Supplied data below:
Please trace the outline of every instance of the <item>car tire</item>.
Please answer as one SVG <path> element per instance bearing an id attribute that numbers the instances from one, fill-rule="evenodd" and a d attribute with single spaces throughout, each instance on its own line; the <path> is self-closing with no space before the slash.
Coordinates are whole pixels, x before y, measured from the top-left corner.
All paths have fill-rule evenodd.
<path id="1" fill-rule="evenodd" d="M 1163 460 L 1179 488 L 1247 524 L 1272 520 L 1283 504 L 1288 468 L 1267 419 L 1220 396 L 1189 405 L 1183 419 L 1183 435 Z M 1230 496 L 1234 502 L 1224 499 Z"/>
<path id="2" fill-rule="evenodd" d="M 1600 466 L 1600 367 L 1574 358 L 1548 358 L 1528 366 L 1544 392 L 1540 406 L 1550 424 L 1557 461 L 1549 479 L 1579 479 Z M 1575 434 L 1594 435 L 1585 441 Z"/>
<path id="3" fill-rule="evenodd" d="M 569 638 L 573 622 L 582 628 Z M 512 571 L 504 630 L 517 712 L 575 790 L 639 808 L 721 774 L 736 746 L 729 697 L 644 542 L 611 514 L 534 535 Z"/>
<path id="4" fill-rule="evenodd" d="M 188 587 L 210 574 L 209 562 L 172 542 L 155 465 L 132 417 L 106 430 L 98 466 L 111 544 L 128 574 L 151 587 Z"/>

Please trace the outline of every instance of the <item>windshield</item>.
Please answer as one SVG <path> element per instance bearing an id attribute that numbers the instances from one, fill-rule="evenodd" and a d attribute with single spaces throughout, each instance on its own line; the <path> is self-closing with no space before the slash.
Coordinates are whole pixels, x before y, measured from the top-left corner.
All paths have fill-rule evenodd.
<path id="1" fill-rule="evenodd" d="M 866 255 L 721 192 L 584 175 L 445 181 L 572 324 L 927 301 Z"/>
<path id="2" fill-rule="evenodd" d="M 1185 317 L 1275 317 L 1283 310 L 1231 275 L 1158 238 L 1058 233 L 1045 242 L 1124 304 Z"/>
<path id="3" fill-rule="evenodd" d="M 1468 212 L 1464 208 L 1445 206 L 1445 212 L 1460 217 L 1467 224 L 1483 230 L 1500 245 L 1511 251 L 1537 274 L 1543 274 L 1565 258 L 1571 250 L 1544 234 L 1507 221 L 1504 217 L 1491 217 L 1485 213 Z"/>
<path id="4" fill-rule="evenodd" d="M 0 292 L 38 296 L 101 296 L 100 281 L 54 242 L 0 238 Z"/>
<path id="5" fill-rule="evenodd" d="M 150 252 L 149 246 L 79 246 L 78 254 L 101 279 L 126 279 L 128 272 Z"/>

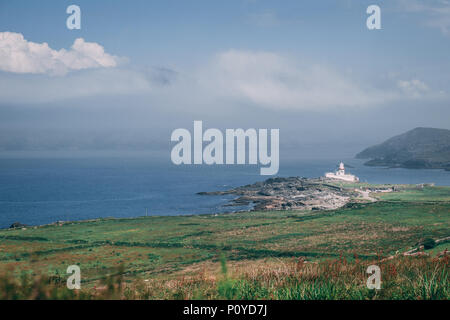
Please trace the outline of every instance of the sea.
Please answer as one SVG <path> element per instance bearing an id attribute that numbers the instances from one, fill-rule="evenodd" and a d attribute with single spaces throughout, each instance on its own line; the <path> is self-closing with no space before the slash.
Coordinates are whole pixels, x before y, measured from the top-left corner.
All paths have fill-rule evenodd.
<path id="1" fill-rule="evenodd" d="M 379 168 L 357 159 L 293 159 L 277 176 L 320 177 L 339 161 L 362 182 L 450 186 L 444 170 Z M 181 165 L 147 157 L 0 159 L 0 228 L 105 217 L 219 214 L 234 197 L 198 195 L 268 179 L 256 165 Z"/>

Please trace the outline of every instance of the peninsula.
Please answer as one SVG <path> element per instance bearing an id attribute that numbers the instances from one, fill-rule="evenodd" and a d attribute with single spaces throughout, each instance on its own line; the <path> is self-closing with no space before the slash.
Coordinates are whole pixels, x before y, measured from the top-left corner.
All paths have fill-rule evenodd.
<path id="1" fill-rule="evenodd" d="M 450 130 L 415 128 L 356 155 L 367 166 L 450 170 Z"/>
<path id="2" fill-rule="evenodd" d="M 356 180 L 355 180 L 356 181 Z M 393 192 L 399 185 L 369 185 L 328 177 L 270 178 L 225 191 L 199 192 L 199 195 L 236 195 L 229 206 L 252 205 L 253 211 L 333 210 L 349 202 L 374 201 L 370 192 Z M 409 186 L 411 188 L 411 186 Z M 414 188 L 416 186 L 413 186 Z"/>

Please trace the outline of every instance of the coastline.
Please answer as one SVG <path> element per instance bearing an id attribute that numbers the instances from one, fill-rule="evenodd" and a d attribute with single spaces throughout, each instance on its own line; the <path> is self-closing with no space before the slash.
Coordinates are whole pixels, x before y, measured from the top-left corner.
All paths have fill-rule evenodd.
End of Supplied data.
### Work to complete
Copy every line of the listing that contains the word "item".

### Solution for this task
Please trace the outline of every instance of the <item>car tire</item>.
Please trace the outline of every instance of the <item>windshield</item>.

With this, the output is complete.